# Records to process

** BEGIN **

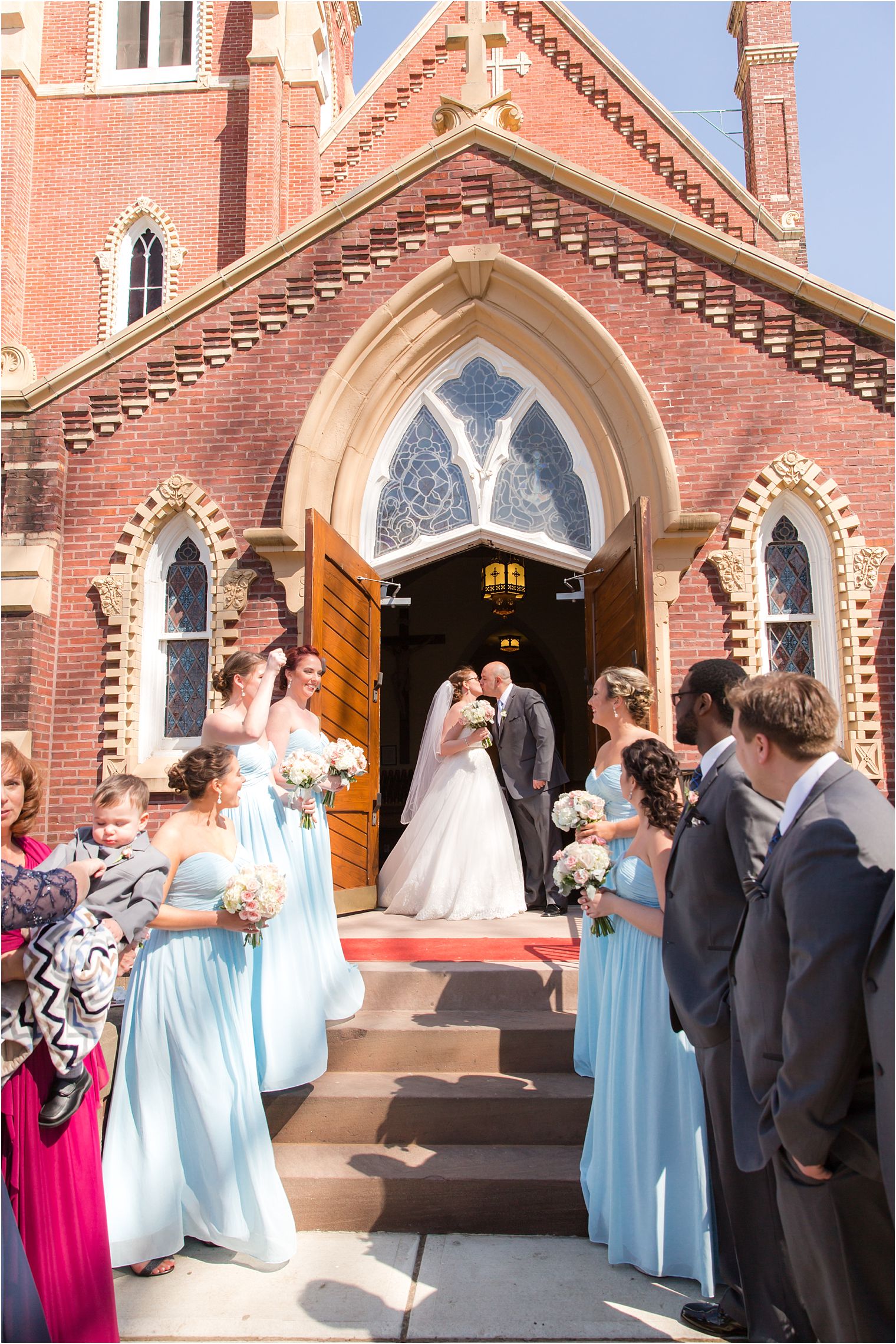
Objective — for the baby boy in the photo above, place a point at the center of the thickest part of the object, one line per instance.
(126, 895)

** END **
** BEGIN **

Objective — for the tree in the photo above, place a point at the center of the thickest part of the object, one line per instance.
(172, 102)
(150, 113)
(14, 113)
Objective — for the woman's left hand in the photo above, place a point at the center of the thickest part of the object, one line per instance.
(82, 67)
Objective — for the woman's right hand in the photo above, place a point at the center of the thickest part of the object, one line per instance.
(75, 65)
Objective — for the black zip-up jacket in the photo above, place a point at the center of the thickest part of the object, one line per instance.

** END **
** BEGIN **

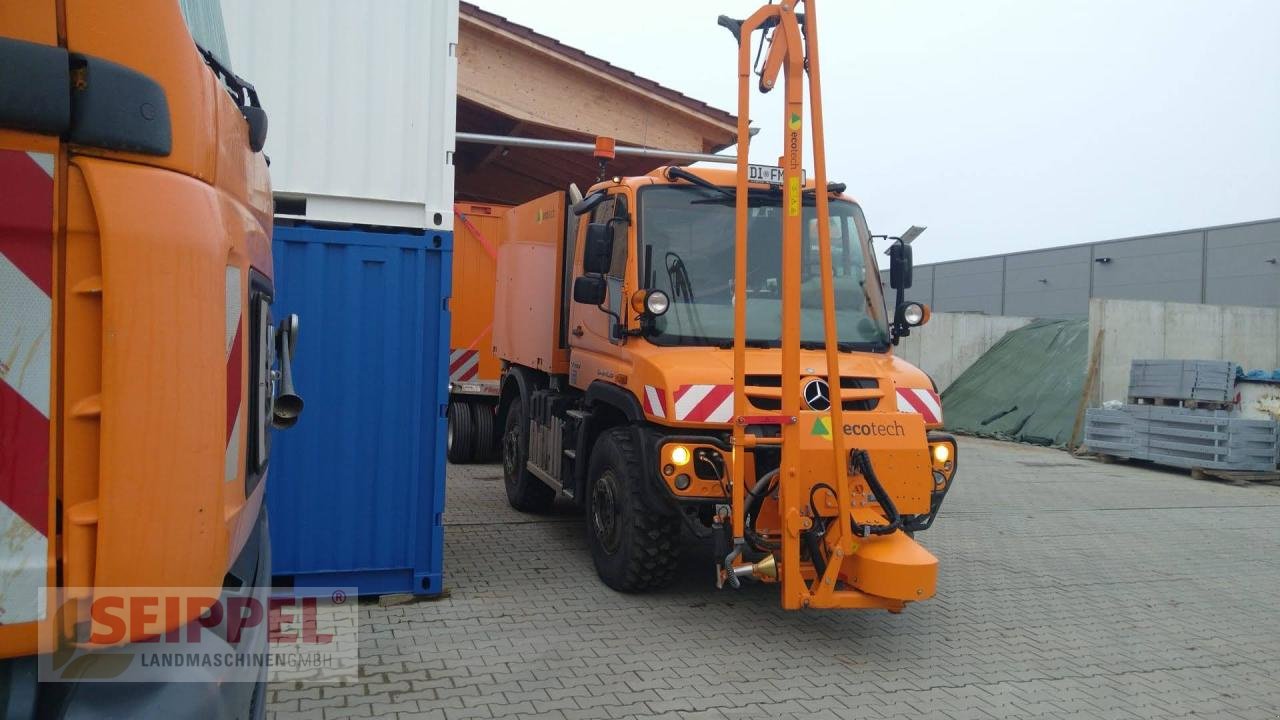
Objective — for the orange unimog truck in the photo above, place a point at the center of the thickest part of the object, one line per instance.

** END **

# What is asked
Locate every line in the items above that contains the word "hand", and copy each of those lines. Case counts, so match only that exact capitalization.

# Response below
Objective — for the woman's left hand in the photo above, place a point at the center of the thickest part of the object, one line per instance.
Objective — for the woman's right hand in the photo above, place a point at the center of the thickest part of the object, one line per instance.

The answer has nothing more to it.